**Do this**
Reproduce the material below verbatim, omitting the picture.

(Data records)
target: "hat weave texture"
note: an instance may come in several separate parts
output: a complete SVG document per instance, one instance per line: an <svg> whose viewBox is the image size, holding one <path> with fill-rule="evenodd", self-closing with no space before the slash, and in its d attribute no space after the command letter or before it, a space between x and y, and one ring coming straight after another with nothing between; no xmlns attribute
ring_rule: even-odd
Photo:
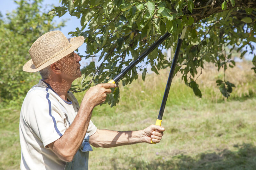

**Answer to this exercise**
target: "hat weave texture"
note: an instance may come in several separate parts
output: a complete SVG document per instance, one instance per line: an <svg> whose viewBox is the image size, holding one <path> with fill-rule="evenodd", self-closing with no space before the slash, and in its d attribute no space after the command letter or before it, a space between x and y, and one ring coming straight after another with nothing between; no xmlns attribute
ring_rule: even-odd
Photo:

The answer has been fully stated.